(Recorded data)

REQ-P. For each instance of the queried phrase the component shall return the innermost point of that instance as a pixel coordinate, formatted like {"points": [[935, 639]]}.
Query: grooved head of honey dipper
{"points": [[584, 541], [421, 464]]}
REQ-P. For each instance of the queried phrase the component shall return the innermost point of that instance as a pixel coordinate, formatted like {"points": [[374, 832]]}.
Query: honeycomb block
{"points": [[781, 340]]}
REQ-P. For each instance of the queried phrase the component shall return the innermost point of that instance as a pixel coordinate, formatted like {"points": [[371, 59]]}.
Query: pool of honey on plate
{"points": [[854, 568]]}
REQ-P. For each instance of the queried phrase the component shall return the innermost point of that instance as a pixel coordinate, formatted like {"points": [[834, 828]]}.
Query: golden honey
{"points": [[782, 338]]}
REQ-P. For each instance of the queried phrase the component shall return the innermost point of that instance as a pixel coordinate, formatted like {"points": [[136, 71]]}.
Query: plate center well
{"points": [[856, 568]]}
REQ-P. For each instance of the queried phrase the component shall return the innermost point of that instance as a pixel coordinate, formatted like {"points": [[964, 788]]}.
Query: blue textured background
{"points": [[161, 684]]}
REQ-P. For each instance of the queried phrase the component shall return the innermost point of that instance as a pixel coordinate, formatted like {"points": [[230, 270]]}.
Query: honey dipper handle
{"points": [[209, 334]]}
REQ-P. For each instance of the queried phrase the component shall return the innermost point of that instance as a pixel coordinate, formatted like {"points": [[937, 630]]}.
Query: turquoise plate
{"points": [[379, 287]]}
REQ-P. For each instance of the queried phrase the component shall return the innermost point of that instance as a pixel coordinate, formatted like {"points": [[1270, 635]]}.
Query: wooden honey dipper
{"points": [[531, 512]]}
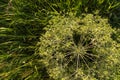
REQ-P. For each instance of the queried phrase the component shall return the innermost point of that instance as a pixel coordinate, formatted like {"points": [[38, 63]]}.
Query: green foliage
{"points": [[79, 48], [21, 26]]}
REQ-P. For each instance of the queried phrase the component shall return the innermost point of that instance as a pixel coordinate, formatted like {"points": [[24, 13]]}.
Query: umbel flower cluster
{"points": [[79, 48]]}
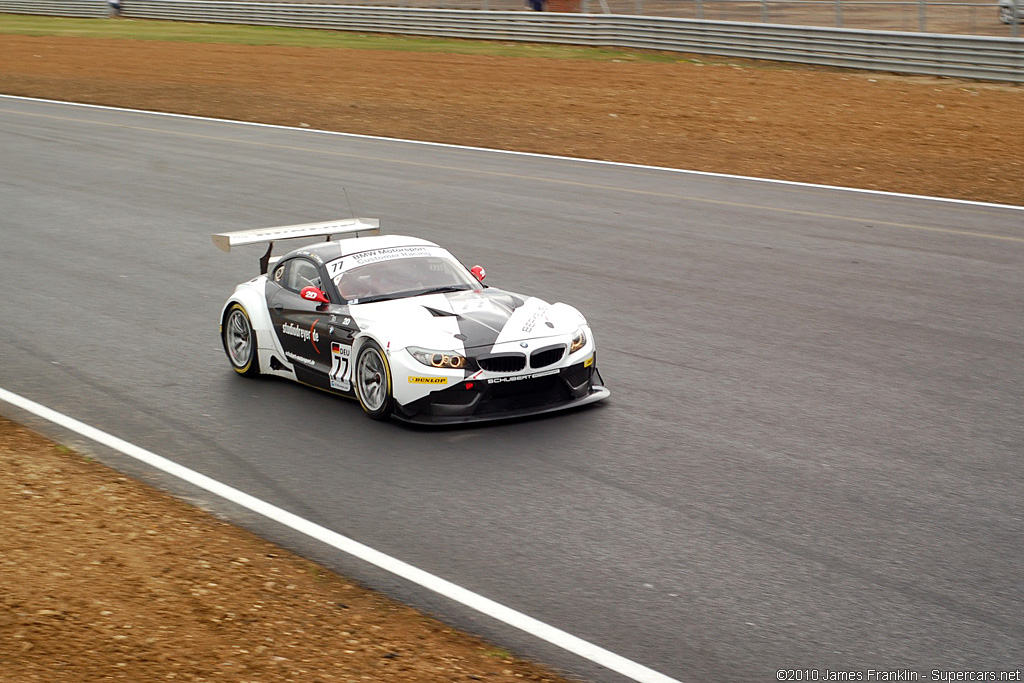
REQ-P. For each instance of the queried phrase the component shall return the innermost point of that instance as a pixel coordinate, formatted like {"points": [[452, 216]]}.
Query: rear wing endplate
{"points": [[330, 228]]}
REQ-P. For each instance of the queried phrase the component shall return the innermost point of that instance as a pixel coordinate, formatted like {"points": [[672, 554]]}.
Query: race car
{"points": [[401, 326]]}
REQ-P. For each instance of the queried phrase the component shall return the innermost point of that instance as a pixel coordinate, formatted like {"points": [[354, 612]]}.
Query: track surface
{"points": [[811, 458]]}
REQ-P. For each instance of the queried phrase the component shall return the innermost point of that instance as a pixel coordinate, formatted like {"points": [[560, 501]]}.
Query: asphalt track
{"points": [[812, 457]]}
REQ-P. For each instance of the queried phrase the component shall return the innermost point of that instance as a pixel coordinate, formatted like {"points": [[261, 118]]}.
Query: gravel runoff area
{"points": [[102, 578]]}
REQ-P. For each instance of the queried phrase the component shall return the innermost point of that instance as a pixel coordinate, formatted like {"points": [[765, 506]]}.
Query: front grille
{"points": [[547, 356], [503, 363]]}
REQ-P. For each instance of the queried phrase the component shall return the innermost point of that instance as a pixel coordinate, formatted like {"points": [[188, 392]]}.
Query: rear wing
{"points": [[330, 228]]}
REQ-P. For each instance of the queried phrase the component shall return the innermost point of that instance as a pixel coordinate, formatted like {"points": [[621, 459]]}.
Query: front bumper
{"points": [[507, 397]]}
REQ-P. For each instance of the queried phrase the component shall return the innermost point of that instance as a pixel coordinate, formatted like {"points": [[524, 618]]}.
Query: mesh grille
{"points": [[547, 356]]}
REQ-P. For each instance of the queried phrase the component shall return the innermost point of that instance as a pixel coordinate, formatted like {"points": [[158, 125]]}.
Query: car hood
{"points": [[476, 321]]}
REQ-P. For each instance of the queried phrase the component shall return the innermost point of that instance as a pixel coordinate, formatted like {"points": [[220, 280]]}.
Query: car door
{"points": [[301, 325]]}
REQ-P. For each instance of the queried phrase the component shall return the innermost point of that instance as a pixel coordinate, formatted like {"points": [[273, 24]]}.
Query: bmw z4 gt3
{"points": [[400, 325]]}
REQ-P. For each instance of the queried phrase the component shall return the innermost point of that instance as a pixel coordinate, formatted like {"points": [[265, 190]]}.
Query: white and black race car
{"points": [[400, 325]]}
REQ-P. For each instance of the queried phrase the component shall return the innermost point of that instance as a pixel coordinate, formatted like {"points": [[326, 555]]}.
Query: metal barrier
{"points": [[936, 54]]}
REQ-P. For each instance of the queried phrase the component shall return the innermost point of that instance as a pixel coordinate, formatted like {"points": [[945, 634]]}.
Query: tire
{"points": [[240, 341], [373, 381]]}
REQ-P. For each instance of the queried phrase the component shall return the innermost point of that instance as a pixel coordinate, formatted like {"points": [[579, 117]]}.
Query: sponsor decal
{"points": [[519, 378], [299, 358], [341, 369], [535, 318], [337, 266], [309, 335]]}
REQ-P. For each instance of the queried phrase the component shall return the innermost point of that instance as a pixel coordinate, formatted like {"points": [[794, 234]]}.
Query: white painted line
{"points": [[709, 174], [566, 641]]}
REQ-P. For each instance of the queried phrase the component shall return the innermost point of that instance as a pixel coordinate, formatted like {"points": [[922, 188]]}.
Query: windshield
{"points": [[393, 273]]}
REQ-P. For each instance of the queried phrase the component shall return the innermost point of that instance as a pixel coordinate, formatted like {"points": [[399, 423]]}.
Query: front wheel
{"points": [[373, 381], [240, 341]]}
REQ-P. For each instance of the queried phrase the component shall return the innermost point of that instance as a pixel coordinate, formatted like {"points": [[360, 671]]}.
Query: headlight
{"points": [[579, 340], [440, 359]]}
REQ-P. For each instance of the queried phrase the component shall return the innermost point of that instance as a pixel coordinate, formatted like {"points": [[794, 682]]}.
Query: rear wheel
{"points": [[373, 381], [240, 341]]}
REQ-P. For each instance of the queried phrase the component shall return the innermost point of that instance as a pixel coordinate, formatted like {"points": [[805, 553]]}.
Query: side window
{"points": [[299, 273]]}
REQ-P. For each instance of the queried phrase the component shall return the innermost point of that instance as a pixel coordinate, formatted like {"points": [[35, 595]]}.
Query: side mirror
{"points": [[313, 294]]}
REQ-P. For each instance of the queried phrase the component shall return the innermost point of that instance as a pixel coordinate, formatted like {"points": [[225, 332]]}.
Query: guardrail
{"points": [[935, 54]]}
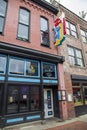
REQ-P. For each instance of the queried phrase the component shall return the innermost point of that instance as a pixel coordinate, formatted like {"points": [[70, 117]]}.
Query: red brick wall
{"points": [[11, 26]]}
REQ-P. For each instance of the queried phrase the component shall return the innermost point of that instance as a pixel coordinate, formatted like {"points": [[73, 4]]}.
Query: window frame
{"points": [[75, 57], [42, 43], [1, 55], [70, 30], [85, 32], [20, 23], [4, 18], [55, 67], [19, 88], [17, 58], [25, 62]]}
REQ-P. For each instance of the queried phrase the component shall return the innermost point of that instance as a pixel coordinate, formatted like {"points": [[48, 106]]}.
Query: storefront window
{"points": [[77, 93], [2, 64], [49, 70], [0, 98], [85, 90], [32, 68], [12, 105], [16, 66], [23, 99], [34, 101]]}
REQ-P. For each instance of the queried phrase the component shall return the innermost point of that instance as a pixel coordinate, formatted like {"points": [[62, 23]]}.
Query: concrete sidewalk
{"points": [[52, 123]]}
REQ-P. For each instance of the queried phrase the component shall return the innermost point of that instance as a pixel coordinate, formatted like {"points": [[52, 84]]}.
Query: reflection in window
{"points": [[71, 29], [84, 36], [16, 66], [2, 64], [24, 99], [85, 90], [12, 101], [78, 99], [32, 68], [75, 56], [49, 70], [34, 101], [44, 32], [0, 98], [23, 27], [3, 5]]}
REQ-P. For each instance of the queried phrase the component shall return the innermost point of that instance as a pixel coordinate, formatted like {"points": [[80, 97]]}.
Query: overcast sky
{"points": [[75, 6]]}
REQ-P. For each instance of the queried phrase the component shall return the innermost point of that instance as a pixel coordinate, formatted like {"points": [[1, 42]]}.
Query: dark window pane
{"points": [[73, 27], [77, 93], [12, 100], [44, 38], [0, 98], [24, 17], [82, 33], [2, 64], [44, 24], [74, 34], [34, 101], [23, 32], [48, 70], [72, 60], [2, 7], [24, 99], [1, 24], [32, 68], [16, 66], [85, 90], [79, 62]]}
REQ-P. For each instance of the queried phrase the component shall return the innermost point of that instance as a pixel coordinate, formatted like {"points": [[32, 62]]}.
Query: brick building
{"points": [[31, 69], [74, 49]]}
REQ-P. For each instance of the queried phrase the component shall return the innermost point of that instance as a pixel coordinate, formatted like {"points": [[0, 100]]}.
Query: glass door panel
{"points": [[12, 101], [24, 99], [0, 98], [85, 90]]}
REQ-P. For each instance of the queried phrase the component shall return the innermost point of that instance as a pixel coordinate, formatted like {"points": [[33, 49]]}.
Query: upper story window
{"points": [[3, 6], [44, 32], [75, 56], [49, 70], [23, 24], [16, 66], [24, 67], [2, 64], [84, 35], [71, 29]]}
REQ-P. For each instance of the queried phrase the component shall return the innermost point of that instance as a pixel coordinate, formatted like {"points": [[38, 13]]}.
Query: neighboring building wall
{"points": [[77, 43], [11, 26]]}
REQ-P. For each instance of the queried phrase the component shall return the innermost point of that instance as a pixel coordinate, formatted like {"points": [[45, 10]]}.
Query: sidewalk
{"points": [[79, 123]]}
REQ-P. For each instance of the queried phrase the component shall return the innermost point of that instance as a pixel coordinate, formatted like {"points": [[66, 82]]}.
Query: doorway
{"points": [[48, 103]]}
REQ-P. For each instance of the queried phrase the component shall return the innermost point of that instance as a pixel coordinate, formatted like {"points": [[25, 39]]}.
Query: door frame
{"points": [[45, 104]]}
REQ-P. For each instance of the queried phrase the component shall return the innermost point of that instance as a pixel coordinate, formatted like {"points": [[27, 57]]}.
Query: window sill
{"points": [[24, 40]]}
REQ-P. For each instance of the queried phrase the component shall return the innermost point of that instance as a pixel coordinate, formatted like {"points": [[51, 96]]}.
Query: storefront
{"points": [[28, 85], [79, 84]]}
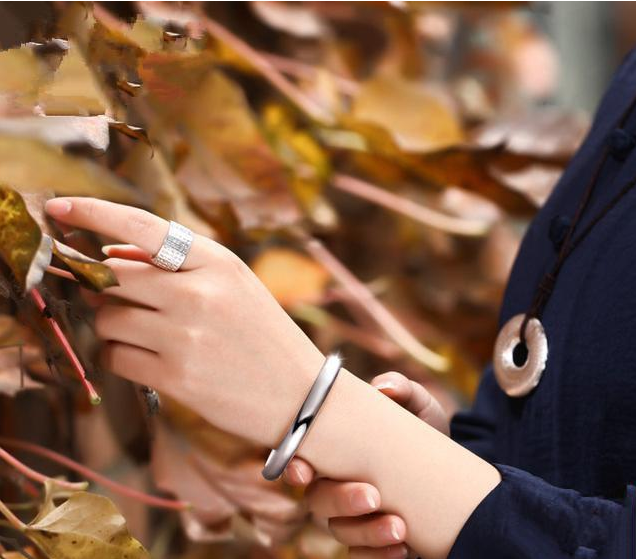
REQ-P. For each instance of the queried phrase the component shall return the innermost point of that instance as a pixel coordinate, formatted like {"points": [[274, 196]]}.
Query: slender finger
{"points": [[126, 252], [399, 551], [124, 223], [299, 473], [376, 531], [327, 498], [130, 325], [139, 282], [134, 363], [409, 394]]}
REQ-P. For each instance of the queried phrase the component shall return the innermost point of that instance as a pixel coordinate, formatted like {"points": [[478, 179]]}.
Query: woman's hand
{"points": [[352, 509], [210, 335]]}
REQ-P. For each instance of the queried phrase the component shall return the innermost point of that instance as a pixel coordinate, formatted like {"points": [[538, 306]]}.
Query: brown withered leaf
{"points": [[30, 165], [73, 89], [23, 247], [134, 132], [229, 160], [291, 277], [17, 357], [21, 76], [227, 499], [60, 130], [420, 117], [91, 273], [86, 526]]}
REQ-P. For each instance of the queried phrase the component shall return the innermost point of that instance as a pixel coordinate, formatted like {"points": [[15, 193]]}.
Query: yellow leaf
{"points": [[419, 117], [29, 165], [291, 277], [22, 246], [73, 90], [86, 526]]}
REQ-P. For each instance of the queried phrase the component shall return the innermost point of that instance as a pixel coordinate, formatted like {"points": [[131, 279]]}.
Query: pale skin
{"points": [[213, 337]]}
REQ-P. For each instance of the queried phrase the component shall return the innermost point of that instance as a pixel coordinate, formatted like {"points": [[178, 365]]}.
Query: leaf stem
{"points": [[61, 273], [85, 471], [375, 309], [12, 518], [66, 346], [427, 216], [37, 476]]}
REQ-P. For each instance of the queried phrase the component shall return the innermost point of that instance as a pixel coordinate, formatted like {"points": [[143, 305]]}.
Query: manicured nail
{"points": [[57, 206], [395, 532], [386, 385], [298, 474], [363, 502], [399, 552]]}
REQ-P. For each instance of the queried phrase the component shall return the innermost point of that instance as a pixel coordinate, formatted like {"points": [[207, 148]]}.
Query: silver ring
{"points": [[175, 248]]}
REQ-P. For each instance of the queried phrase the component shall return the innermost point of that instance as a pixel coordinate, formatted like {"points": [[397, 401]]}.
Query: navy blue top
{"points": [[567, 451]]}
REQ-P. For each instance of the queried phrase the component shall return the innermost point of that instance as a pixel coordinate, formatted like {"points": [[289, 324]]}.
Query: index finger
{"points": [[124, 223]]}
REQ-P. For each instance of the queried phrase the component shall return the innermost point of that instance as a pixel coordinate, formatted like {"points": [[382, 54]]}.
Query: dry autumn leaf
{"points": [[23, 247], [86, 526]]}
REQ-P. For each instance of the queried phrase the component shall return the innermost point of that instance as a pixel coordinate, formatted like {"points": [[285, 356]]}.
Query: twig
{"points": [[84, 471], [376, 310], [37, 476], [427, 216], [12, 518], [66, 346], [303, 70], [62, 273], [370, 341], [266, 68]]}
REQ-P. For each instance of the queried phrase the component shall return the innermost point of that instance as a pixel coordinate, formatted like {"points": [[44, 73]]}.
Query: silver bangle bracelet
{"points": [[280, 457]]}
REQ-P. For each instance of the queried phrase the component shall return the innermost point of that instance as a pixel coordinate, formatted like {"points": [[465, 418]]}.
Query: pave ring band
{"points": [[175, 248]]}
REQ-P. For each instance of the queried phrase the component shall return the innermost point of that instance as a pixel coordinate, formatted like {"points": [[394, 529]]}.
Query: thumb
{"points": [[413, 397]]}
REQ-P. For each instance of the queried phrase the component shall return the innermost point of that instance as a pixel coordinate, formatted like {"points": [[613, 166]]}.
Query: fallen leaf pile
{"points": [[375, 163]]}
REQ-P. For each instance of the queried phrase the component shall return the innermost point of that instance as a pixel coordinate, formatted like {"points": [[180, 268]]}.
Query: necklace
{"points": [[521, 348]]}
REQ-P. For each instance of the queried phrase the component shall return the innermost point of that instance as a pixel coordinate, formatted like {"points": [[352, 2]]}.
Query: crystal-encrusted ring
{"points": [[175, 248]]}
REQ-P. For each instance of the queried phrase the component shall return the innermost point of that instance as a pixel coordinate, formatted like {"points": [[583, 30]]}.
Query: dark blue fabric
{"points": [[567, 451]]}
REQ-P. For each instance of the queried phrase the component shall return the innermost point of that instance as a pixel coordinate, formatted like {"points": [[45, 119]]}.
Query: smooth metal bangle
{"points": [[279, 457]]}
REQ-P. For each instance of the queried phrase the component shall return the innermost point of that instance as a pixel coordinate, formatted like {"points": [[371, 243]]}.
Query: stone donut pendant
{"points": [[518, 367]]}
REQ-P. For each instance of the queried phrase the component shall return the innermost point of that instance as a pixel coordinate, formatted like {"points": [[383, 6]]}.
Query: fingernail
{"points": [[106, 249], [395, 531], [363, 501], [57, 206], [298, 474], [385, 385]]}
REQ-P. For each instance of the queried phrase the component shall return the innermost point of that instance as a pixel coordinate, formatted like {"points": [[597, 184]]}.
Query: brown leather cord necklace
{"points": [[521, 348]]}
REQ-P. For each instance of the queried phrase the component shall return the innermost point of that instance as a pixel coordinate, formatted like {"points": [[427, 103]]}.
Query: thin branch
{"points": [[369, 341], [66, 346], [61, 273], [376, 310], [427, 216], [12, 518], [84, 471], [266, 68], [37, 476], [303, 70]]}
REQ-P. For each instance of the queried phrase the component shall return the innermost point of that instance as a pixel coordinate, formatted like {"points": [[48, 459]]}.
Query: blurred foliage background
{"points": [[376, 163]]}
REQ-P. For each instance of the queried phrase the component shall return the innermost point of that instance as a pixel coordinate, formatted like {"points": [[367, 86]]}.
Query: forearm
{"points": [[422, 475]]}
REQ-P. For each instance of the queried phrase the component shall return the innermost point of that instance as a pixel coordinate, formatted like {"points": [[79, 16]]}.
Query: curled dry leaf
{"points": [[293, 278], [32, 166], [60, 130], [420, 117], [23, 247], [86, 526], [91, 273], [18, 356]]}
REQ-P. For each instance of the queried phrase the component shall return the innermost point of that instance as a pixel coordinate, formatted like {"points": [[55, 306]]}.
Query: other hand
{"points": [[353, 509]]}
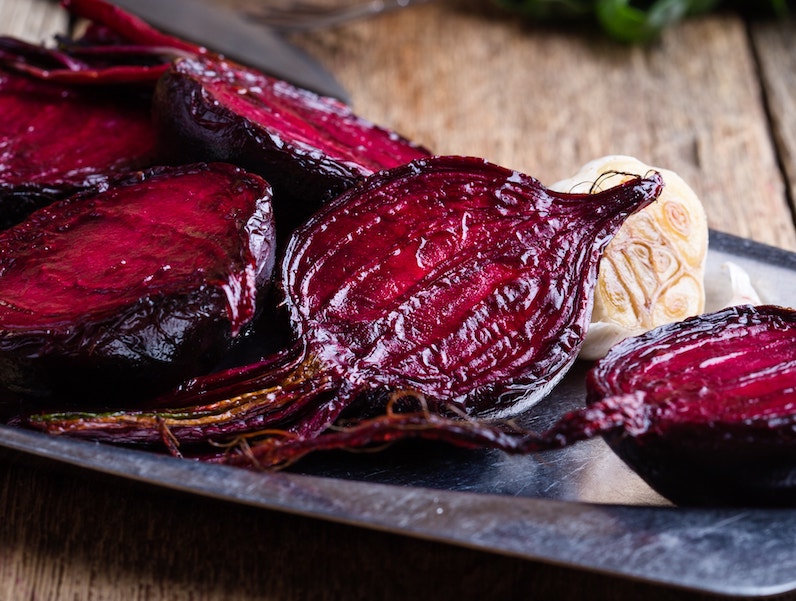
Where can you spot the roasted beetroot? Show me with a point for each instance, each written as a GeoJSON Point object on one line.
{"type": "Point", "coordinates": [56, 140]}
{"type": "Point", "coordinates": [710, 406]}
{"type": "Point", "coordinates": [449, 282]}
{"type": "Point", "coordinates": [116, 48]}
{"type": "Point", "coordinates": [136, 287]}
{"type": "Point", "coordinates": [308, 147]}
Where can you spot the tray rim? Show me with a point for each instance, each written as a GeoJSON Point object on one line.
{"type": "Point", "coordinates": [479, 520]}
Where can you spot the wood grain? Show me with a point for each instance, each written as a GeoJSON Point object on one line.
{"type": "Point", "coordinates": [470, 80]}
{"type": "Point", "coordinates": [714, 100]}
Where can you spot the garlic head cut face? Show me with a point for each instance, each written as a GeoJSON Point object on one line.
{"type": "Point", "coordinates": [652, 272]}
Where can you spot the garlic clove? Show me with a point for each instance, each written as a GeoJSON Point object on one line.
{"type": "Point", "coordinates": [652, 272]}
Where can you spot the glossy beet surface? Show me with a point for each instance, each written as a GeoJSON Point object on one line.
{"type": "Point", "coordinates": [135, 287]}
{"type": "Point", "coordinates": [711, 406]}
{"type": "Point", "coordinates": [450, 282]}
{"type": "Point", "coordinates": [56, 140]}
{"type": "Point", "coordinates": [308, 147]}
{"type": "Point", "coordinates": [115, 48]}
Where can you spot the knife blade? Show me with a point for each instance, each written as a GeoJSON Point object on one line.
{"type": "Point", "coordinates": [227, 33]}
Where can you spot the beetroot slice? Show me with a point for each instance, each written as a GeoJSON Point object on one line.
{"type": "Point", "coordinates": [116, 48]}
{"type": "Point", "coordinates": [56, 140]}
{"type": "Point", "coordinates": [711, 406]}
{"type": "Point", "coordinates": [136, 287]}
{"type": "Point", "coordinates": [449, 282]}
{"type": "Point", "coordinates": [308, 147]}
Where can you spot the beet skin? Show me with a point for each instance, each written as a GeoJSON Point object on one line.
{"type": "Point", "coordinates": [134, 288]}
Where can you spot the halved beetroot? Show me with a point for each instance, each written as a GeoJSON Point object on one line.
{"type": "Point", "coordinates": [56, 140]}
{"type": "Point", "coordinates": [709, 406]}
{"type": "Point", "coordinates": [134, 288]}
{"type": "Point", "coordinates": [308, 147]}
{"type": "Point", "coordinates": [116, 47]}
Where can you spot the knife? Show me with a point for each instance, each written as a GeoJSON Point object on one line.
{"type": "Point", "coordinates": [229, 34]}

* Stated problem
Can you retype the lines above, from the one containing "Where can you spot the halved" through the very last line, both ends included?

* Solution
Where can you spot the halved beetroot? Show me with a point for each instance, each written as a GeoJSON Point object on one line.
{"type": "Point", "coordinates": [56, 140]}
{"type": "Point", "coordinates": [709, 406]}
{"type": "Point", "coordinates": [134, 288]}
{"type": "Point", "coordinates": [308, 147]}
{"type": "Point", "coordinates": [116, 47]}
Where can you spot the knife? Show me with a point for each instance, each written as a GeoJSON Point object on one line.
{"type": "Point", "coordinates": [229, 34]}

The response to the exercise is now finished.